CHALLENGE: All of the data should be output character for character, except the pictures.

⁂

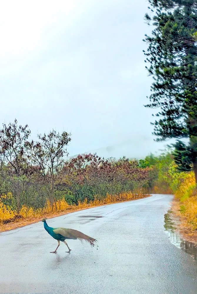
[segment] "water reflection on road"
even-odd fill
[[[169,210],[164,215],[164,219],[165,231],[168,235],[172,243],[189,253],[197,261],[197,245],[192,242],[183,240],[180,234],[176,231],[176,224],[173,220],[171,211]]]

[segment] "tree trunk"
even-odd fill
[[[20,201],[19,181],[18,179],[17,179],[17,183],[16,183],[16,201],[17,206],[17,214],[18,214],[20,211]]]

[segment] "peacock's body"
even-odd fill
[[[94,238],[92,238],[87,235],[85,235],[83,233],[76,230],[73,230],[72,229],[66,229],[65,228],[51,228],[49,227],[46,221],[45,218],[43,219],[42,221],[44,223],[44,227],[47,232],[51,235],[57,240],[58,245],[57,247],[54,250],[51,252],[51,253],[56,253],[57,249],[60,245],[60,241],[61,241],[66,245],[69,250],[67,251],[68,253],[70,252],[71,249],[69,247],[68,244],[65,240],[66,239],[72,239],[76,240],[79,239],[81,241],[83,240],[89,242],[91,246],[94,246],[96,245],[96,240]]]

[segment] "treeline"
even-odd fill
[[[0,130],[0,201],[12,210],[19,212],[24,205],[41,208],[47,201],[52,210],[63,198],[77,204],[107,193],[151,188],[153,170],[148,165],[96,154],[67,160],[70,134],[53,130],[38,135],[36,141],[29,140],[30,134],[28,126],[18,125],[16,120]]]

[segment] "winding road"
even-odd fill
[[[171,195],[77,211],[48,220],[81,231],[99,247],[68,241],[65,253],[40,222],[0,234],[0,293],[197,293],[197,264],[171,242],[164,215]]]

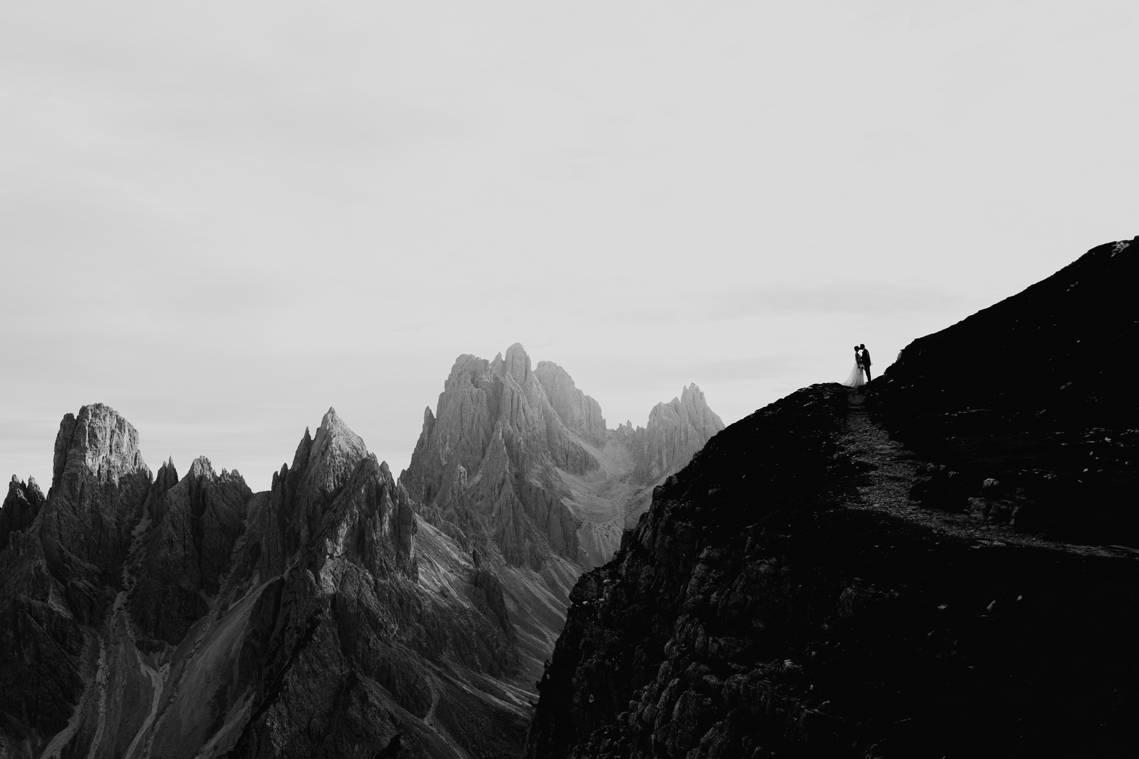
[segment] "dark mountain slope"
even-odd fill
[[[1137,290],[1139,238],[1109,242],[907,346],[870,397],[939,464],[915,496],[1022,531],[1139,545]],[[1006,502],[995,510],[968,501],[989,478],[1000,485],[985,500]]]
[[[1083,271],[1117,265],[1113,250],[1092,251]],[[1015,299],[1006,304],[1016,323]],[[995,328],[988,339],[1015,345]],[[915,377],[948,371],[927,370],[912,347],[903,358]],[[1083,376],[1117,369],[1096,356],[1083,356]],[[976,381],[986,397],[1011,398],[1039,371],[1010,362]],[[907,418],[944,416],[917,385],[904,411],[874,391],[876,413],[915,440],[920,427]],[[1104,423],[1133,413],[1125,395],[1089,394],[1104,398],[1088,401]],[[1018,418],[1005,419],[1016,434]],[[915,445],[941,451],[936,440]],[[1060,443],[1038,453],[1059,455]],[[1133,497],[1133,464],[1101,493]],[[713,437],[656,490],[614,560],[575,586],[526,756],[1130,756],[1139,553],[986,519],[1001,510],[1002,484],[980,497],[974,478],[972,514],[907,497],[964,476],[937,471],[836,385]],[[1016,497],[1014,509],[1034,505]]]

⁂

RESULT OF THIS TASK:
[segment] "water reflection on road"
even-odd fill
[[[169,210],[164,215],[164,219],[165,231],[168,235],[172,243],[189,253],[197,261],[197,245],[192,242],[183,240],[180,234],[176,231],[176,224],[173,220],[171,211]]]

[segment] "tree trunk"
even-odd fill
[[[20,201],[19,181],[18,179],[17,179],[17,183],[16,183],[16,201],[17,206],[17,214],[18,214],[20,211]]]

[segment] "peacock's body"
even-odd fill
[[[94,238],[92,238],[87,235],[85,235],[83,233],[76,230],[73,230],[72,229],[66,229],[65,228],[51,228],[49,227],[46,221],[45,218],[43,219],[42,221],[44,223],[44,227],[47,232],[51,235],[57,240],[58,245],[57,247],[54,250],[51,252],[51,253],[56,253],[57,249],[60,245],[60,241],[61,241],[66,245],[69,250],[67,251],[68,253],[70,252],[71,249],[69,247],[68,244],[65,240],[66,239],[72,239],[76,240],[79,239],[81,241],[83,240],[89,242],[91,246],[94,246],[96,245],[96,240]]]

[segment] "treeline"
even-odd fill
[[[0,130],[0,201],[12,210],[19,212],[24,205],[41,208],[47,201],[52,210],[63,198],[77,204],[107,193],[151,188],[153,170],[148,165],[96,154],[67,160],[70,134],[53,130],[38,135],[36,141],[29,140],[30,134],[28,126],[18,125],[16,120]]]

[segment] "winding road"
even-odd fill
[[[171,195],[77,211],[48,220],[81,231],[99,247],[68,241],[65,253],[40,222],[0,234],[0,293],[197,293],[197,264],[171,242],[164,215]]]

[segment] "dark mountain slope"
even-odd fill
[[[1137,290],[1139,238],[1109,242],[907,346],[870,397],[939,464],[915,496],[1022,531],[1139,545]],[[1006,502],[995,510],[968,501],[989,478],[1000,485],[985,500]]]
[[[1083,271],[1117,265],[1113,250],[1092,251]],[[1015,299],[1006,304],[1016,323]],[[995,328],[988,339],[1015,345]],[[915,377],[948,371],[927,370],[912,347],[903,358]],[[1083,376],[1117,369],[1096,356],[1083,356]],[[976,381],[986,397],[1011,398],[1039,371],[1010,362]],[[907,418],[944,416],[917,385],[904,411],[874,391],[876,413],[915,440],[920,427]],[[1104,423],[1133,413],[1125,395],[1089,394],[1104,398],[1088,401]],[[1018,418],[1005,419],[1016,434]],[[915,445],[941,451],[936,440]],[[1060,443],[1038,453],[1059,455]],[[1133,497],[1133,464],[1101,493]],[[713,437],[656,490],[614,560],[575,586],[526,756],[1130,756],[1139,553],[986,519],[1001,510],[1002,484],[980,497],[974,478],[972,514],[907,497],[964,476],[937,471],[836,385]],[[1016,497],[1014,509],[1034,505]]]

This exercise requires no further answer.